## [AIM OF THE TASK]
Count the lines in the material below that contain the string "navy", treating uppercase and lowercase as different. Give only the number.
### RAW DATA
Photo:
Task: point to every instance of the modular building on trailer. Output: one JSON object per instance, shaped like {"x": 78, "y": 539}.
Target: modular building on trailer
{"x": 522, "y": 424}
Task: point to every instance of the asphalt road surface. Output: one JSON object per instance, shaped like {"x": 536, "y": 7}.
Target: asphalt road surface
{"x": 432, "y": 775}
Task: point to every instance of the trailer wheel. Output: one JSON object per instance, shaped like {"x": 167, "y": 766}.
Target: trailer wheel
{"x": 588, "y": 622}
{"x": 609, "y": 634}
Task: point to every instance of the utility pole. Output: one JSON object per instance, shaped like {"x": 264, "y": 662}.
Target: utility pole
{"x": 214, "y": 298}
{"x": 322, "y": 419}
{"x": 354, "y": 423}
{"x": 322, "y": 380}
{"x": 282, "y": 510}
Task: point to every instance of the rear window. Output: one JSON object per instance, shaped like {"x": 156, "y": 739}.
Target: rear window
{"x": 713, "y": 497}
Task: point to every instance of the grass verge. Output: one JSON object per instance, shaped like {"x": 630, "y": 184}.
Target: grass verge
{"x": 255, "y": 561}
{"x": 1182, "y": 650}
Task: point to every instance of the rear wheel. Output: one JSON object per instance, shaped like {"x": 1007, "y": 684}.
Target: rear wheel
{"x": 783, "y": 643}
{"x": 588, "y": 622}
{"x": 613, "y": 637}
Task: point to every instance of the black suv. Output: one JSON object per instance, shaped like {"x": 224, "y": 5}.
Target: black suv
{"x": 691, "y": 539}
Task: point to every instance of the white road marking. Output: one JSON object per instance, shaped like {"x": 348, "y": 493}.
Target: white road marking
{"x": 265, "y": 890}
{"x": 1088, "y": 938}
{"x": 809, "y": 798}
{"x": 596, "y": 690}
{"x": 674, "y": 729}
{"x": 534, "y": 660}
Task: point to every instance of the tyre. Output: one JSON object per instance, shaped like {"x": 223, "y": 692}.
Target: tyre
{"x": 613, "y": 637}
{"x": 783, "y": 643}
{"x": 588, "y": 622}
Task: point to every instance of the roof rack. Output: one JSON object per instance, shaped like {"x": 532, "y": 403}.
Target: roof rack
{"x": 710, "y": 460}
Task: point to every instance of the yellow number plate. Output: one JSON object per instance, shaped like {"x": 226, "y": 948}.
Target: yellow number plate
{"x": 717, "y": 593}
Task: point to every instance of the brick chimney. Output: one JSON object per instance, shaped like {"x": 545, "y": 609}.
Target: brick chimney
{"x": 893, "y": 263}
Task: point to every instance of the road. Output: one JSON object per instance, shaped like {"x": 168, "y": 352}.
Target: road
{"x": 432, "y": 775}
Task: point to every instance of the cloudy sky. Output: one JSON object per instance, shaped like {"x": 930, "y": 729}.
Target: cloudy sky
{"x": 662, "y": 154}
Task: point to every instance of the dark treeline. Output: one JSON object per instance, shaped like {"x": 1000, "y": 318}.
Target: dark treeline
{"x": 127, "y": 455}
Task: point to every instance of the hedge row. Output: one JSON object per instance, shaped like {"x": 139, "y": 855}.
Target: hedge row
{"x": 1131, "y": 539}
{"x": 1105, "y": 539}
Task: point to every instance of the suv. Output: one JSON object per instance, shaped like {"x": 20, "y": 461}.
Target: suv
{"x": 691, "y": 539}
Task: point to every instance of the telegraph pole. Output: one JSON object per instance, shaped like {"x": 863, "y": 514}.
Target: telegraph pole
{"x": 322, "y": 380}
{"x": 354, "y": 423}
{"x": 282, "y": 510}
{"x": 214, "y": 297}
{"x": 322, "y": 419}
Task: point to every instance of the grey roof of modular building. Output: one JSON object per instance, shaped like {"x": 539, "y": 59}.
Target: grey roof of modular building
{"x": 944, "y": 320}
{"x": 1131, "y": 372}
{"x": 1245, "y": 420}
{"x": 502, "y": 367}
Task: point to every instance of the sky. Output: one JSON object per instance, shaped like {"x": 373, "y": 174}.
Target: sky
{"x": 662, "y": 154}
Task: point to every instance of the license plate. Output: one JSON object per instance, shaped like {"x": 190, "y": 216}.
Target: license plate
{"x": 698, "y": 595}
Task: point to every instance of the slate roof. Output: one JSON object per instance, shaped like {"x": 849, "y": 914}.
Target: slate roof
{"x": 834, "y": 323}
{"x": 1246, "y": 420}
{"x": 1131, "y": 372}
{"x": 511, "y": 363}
######
### RAW DATA
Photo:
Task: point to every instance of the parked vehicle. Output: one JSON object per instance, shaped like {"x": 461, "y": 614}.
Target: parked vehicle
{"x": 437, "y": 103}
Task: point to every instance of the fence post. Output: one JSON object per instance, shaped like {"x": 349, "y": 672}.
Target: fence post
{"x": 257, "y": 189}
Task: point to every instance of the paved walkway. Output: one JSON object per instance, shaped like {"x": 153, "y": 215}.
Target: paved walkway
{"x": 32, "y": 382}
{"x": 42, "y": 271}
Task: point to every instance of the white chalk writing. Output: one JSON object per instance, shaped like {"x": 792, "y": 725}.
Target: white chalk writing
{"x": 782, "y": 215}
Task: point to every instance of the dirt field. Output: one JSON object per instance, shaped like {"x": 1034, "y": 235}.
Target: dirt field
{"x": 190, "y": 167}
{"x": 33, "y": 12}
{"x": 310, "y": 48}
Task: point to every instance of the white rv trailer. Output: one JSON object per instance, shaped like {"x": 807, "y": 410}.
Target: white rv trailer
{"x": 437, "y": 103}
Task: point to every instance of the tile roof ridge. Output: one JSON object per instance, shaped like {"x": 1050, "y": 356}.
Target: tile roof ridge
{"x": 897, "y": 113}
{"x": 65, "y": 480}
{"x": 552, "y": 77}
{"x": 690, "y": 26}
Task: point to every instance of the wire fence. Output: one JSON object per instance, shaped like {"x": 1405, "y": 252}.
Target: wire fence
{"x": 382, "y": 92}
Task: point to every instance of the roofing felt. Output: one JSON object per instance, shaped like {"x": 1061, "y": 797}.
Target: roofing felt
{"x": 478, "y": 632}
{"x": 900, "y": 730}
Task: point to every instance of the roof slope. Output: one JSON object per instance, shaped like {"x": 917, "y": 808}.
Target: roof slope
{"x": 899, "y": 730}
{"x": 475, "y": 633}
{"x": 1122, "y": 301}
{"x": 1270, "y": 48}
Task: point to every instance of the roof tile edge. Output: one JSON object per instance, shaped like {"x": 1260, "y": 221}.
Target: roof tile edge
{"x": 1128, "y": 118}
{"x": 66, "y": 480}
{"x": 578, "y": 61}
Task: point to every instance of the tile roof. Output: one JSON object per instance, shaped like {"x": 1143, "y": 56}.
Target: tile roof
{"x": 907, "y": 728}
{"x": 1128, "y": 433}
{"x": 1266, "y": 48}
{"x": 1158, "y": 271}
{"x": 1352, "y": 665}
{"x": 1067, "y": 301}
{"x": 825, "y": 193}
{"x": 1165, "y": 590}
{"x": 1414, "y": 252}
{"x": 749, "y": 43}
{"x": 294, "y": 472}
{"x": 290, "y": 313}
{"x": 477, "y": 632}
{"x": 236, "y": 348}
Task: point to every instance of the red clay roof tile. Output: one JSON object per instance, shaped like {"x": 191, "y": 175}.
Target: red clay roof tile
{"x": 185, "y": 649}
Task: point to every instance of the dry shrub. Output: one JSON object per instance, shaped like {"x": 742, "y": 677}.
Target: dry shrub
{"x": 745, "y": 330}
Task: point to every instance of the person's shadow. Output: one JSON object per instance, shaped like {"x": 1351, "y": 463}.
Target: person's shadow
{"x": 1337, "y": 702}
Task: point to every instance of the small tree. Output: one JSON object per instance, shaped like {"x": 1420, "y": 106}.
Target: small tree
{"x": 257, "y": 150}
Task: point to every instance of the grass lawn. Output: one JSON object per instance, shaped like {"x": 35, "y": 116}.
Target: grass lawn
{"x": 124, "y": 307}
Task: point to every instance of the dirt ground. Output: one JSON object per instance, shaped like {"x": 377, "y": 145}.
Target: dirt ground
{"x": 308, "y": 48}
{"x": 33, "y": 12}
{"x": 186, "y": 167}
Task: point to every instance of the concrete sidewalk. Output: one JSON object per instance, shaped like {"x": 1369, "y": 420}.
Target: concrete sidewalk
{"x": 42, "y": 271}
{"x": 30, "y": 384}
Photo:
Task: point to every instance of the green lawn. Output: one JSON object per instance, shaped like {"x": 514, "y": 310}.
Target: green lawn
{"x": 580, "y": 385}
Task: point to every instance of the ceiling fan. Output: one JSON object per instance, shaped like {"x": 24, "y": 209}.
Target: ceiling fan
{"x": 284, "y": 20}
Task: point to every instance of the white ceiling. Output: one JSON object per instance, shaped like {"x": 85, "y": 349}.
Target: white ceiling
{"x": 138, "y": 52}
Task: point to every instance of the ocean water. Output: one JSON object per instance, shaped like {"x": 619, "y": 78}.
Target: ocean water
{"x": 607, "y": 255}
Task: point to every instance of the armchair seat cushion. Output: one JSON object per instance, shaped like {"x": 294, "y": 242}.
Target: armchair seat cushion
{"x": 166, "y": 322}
######
### RAW DATA
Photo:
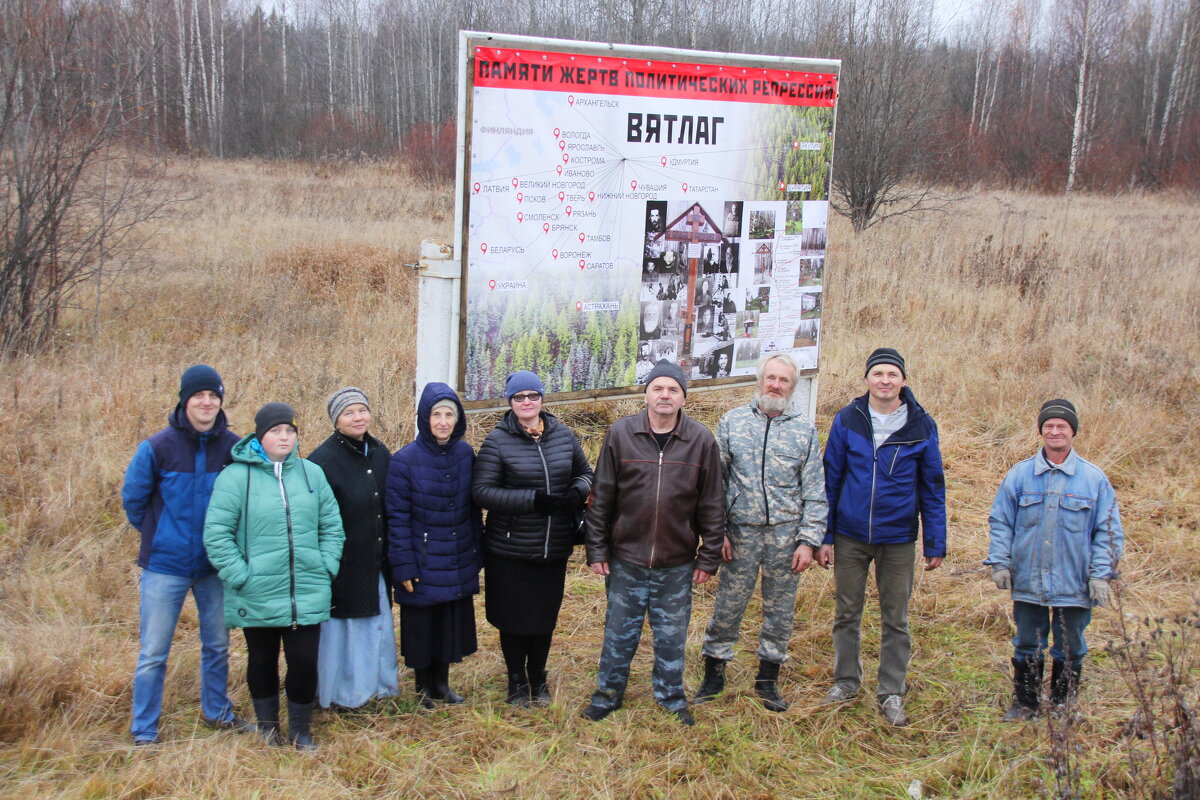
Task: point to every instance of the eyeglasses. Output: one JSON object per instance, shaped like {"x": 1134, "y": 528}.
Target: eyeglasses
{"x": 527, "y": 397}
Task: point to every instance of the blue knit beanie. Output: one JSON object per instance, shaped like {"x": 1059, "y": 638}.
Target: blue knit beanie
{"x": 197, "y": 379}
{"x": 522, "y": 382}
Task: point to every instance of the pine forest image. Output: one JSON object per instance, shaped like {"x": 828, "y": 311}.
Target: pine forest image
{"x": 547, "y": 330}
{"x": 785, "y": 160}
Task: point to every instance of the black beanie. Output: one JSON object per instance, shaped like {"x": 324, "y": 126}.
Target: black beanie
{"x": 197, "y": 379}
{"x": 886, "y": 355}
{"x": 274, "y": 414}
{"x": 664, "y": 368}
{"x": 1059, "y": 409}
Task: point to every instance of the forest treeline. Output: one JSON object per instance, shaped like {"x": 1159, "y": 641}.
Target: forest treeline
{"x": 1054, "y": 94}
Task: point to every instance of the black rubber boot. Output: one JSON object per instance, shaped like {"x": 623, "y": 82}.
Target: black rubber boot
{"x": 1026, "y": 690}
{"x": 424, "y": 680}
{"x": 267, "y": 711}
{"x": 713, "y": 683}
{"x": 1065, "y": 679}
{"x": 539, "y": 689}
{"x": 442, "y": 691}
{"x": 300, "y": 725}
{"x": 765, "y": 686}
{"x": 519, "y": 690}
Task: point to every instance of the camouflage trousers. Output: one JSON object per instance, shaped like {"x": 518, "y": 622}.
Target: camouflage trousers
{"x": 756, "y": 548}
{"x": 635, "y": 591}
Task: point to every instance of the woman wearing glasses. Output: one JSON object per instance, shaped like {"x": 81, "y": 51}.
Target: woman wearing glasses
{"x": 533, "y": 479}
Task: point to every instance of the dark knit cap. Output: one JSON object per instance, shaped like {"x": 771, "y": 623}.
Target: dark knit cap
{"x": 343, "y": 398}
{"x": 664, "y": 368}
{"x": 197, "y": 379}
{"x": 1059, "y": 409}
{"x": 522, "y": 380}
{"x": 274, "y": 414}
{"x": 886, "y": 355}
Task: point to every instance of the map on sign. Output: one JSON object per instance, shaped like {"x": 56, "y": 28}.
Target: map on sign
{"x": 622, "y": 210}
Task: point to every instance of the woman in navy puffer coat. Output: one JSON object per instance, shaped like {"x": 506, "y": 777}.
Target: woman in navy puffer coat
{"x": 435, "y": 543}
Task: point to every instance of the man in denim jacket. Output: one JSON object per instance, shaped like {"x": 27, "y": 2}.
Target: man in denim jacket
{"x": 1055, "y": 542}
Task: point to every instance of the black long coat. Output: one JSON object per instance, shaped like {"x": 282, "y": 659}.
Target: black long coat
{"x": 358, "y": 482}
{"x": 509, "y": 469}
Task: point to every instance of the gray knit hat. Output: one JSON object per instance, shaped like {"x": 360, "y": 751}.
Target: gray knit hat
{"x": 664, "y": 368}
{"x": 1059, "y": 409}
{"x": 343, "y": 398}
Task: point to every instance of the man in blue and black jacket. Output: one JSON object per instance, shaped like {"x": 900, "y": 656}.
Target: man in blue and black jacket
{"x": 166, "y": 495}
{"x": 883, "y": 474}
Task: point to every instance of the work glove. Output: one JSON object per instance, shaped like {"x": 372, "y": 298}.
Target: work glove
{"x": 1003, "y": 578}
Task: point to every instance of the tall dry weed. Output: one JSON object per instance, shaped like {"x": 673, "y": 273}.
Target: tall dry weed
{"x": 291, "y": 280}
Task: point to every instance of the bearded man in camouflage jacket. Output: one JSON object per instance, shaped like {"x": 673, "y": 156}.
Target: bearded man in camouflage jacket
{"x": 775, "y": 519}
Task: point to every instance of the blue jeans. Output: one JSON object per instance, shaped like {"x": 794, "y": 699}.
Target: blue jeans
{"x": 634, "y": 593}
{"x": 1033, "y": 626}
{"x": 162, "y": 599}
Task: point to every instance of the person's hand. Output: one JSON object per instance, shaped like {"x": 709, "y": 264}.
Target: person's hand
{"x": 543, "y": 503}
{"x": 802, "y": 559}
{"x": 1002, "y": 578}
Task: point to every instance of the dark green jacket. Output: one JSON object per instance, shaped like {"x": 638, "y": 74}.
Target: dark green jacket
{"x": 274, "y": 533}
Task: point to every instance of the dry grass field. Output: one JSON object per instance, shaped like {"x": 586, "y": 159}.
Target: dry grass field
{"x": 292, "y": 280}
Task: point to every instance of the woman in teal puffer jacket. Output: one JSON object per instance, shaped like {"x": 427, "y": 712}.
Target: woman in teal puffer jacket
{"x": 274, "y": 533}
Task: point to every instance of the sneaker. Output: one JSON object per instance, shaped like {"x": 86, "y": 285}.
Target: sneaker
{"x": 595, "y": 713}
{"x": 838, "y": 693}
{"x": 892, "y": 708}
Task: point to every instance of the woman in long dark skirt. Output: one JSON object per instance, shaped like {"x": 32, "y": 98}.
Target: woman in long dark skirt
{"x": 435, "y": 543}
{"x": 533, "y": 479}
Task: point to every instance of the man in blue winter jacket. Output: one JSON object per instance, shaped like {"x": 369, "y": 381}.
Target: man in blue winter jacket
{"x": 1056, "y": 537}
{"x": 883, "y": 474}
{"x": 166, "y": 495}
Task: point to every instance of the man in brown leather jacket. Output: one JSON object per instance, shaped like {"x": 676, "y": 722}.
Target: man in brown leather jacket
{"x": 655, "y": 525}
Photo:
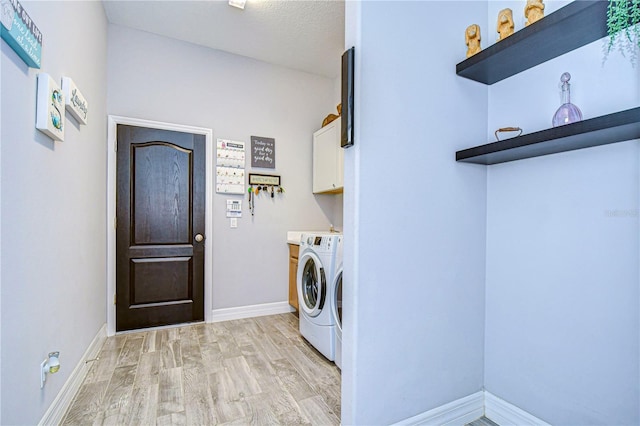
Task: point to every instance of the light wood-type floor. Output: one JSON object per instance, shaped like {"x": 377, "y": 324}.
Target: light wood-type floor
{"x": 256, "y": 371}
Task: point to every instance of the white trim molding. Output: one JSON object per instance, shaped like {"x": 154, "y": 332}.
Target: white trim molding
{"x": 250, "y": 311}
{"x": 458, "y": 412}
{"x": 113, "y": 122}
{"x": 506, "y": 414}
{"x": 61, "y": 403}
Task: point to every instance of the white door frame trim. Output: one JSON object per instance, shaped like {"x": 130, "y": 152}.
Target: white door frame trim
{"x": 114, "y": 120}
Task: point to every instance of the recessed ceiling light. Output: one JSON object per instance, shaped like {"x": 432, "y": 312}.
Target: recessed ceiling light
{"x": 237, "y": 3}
######
## [SOLUTION]
2